▶ [TEXT TO READ]:
"""

2015-08-27

Principia

hello_world ↦ “Hello, World!”

Futuristic programming, reasoning and proof language.

About the name

The name is a reference to Whitehead & Russel's Principia Mathemica. ‘Mathematica’ was already taken by another cool programming language, so I choose ‘Principia’. It fits, because this language is focused more on principles and less on mathematics. (Although I envision a fully-proven high performance computer algebra library to be one of the first applications).

Syntax

The syntax is minimalist and heavily uses the Unicode Standard. Please use something like compose keys to enter Unicode characters (here's my setup: XCompile).

The language is a union between a programming language and a proof language. The programming language consists of just two constructs, calls and closures. It has eager evaluation, first-class functions and multiple return values. The proof language has four constructs, because, axiom, therefore and proofs. Both these languages live in a space that is similar to a directed cyclic multi-graph.

Unifying these languages is a meta-language that turns these graphs into a linear syntax for consumption by text editors. The meta-language handles scoping and identifier binding. It should be noted that binding is separate from the programming language. The programming language has no concept of variables and binding (and therefore, none of the problems associated with it).

"""

▶ [LISTING]:

"""

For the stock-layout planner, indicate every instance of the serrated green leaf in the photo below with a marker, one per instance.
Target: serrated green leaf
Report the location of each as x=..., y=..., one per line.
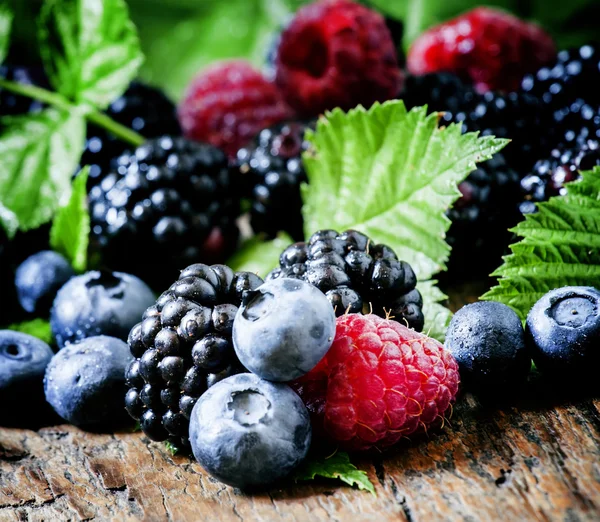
x=560, y=246
x=437, y=316
x=259, y=256
x=39, y=154
x=184, y=38
x=392, y=175
x=70, y=230
x=8, y=221
x=6, y=19
x=90, y=49
x=338, y=466
x=39, y=328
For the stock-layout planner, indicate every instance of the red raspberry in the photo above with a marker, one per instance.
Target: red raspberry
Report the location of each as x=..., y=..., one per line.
x=488, y=46
x=336, y=53
x=379, y=381
x=229, y=104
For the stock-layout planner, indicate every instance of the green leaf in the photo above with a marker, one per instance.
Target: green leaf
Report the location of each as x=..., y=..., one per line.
x=392, y=175
x=185, y=37
x=437, y=317
x=70, y=230
x=39, y=154
x=338, y=466
x=8, y=221
x=90, y=49
x=6, y=18
x=259, y=256
x=560, y=247
x=39, y=328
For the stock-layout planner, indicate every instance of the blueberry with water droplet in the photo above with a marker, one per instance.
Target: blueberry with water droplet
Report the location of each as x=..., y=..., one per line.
x=283, y=329
x=39, y=278
x=248, y=432
x=85, y=382
x=563, y=331
x=98, y=303
x=23, y=361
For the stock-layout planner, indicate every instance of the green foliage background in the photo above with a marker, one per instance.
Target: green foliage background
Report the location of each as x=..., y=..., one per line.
x=180, y=37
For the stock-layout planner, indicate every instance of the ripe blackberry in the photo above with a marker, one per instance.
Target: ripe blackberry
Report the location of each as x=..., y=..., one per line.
x=182, y=346
x=167, y=205
x=549, y=175
x=481, y=218
x=574, y=74
x=272, y=172
x=12, y=104
x=355, y=275
x=516, y=116
x=142, y=108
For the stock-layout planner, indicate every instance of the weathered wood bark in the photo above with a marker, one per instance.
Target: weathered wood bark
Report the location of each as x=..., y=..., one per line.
x=537, y=458
x=533, y=461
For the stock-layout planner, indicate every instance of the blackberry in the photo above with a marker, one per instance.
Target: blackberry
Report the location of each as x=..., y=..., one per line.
x=167, y=205
x=549, y=175
x=356, y=275
x=482, y=216
x=142, y=108
x=183, y=346
x=272, y=171
x=12, y=104
x=517, y=116
x=574, y=74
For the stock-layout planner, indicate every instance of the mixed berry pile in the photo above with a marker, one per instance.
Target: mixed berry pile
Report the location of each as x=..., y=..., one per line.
x=328, y=349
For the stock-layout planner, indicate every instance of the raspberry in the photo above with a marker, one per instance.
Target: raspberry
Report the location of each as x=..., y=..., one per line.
x=336, y=53
x=355, y=274
x=169, y=204
x=490, y=47
x=182, y=347
x=379, y=382
x=272, y=170
x=229, y=104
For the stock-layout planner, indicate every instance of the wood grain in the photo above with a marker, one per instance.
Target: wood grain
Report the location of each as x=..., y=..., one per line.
x=532, y=460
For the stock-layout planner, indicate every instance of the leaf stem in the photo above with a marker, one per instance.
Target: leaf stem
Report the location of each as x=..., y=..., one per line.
x=56, y=100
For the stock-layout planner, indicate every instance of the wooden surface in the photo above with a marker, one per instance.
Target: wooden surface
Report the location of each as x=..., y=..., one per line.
x=535, y=458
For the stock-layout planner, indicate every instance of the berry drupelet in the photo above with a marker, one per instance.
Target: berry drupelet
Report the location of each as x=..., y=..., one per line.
x=182, y=346
x=356, y=275
x=167, y=205
x=574, y=74
x=481, y=218
x=272, y=171
x=142, y=108
x=550, y=175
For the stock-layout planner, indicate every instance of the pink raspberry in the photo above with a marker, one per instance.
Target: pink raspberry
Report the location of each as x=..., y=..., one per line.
x=489, y=47
x=229, y=104
x=336, y=53
x=380, y=381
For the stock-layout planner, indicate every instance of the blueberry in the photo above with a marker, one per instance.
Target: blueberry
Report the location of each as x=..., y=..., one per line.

"""

▶ [REQUIRED ACTIONS]:
1: Set down the stretch of the Principia language page from "The language is" through "directed cyclic multi-graph.", copied word for word.
2: Carry the Principia language page forward past its final sentence.

▶ [RESULTS OF THE TASKS]:
1:
The language is a union between a programming language and a proof language. The programming language consists of just two constructs, calls and closures. It has eager evaluation, first-class functions and multiple return values. The proof language has four constructs, because, axiom, therefore and proofs. Both these languages live in a space that is similar to a directed cyclic multi-graph.

2:
Identifiers

The syntax for identifiers conforms to Unicode 6.2.0 UAX31-C1 revision 17. This essentially means that anything that could be considered a sensible identifier in any language is recognized as such.

In addition to these identifiers there are symbol identifiers such as + or ≥. These are defined by the Unicode Pattern Syntax. The parser will consider them identifier on their own, so ab+cd is a sequence of three identifiers: ab, + and bc. Currently the parser treats + and other symbolic identifiers as any identifier.

TODO: have some sort of infix notation parsing.

Statements

The language consists of a list of statements, each followed by a newline (or more precisely, a paragraph separator). Statements are of the general form:

outbound₁ outbound₂ … statement_kind inbound₁ inbound₂ …

Where outbound are identifiers and inbound can be both identifiers, literals and expressions. The statement_kind is one of six specific symbols:

≔ call
↦ closure
∵ because
∴ therefore
⊨ axiom
⊢ proofs

These are discussed further down. Since these are keywords, they are excluded from the list of usable identifier symbols. They are the only keywords in the language.

String literals

String literals start with a double opening quote (“, U+201C) and are closed with a double closing quote (”, U+201D). Note that the dumb symmetrical typewriter quotes " you find on your keyboard have no role.

The parser keeps track of the number of open quotes within the literal and only stops the literal when the opening double quote is closed. This has the advantage that to quote a piece of code, you simply enclose it in double quotes:

hello_world_source ↦ “
	hello_world ↦ “Hello, World!”
”

There are no escape sequences or ‘here-doc’ syntax. Any Unicode text that has balanced double quotes can be turned into a valid string literal by quoting it. This is basically any sensible string. Strings with unbalanced double quotes can not be literals. They can be create it programmatically.

Numeric constants

Numeric constants are written with mantissa, optional base and optional signed exponent. If no base is specified it is assumed decimal.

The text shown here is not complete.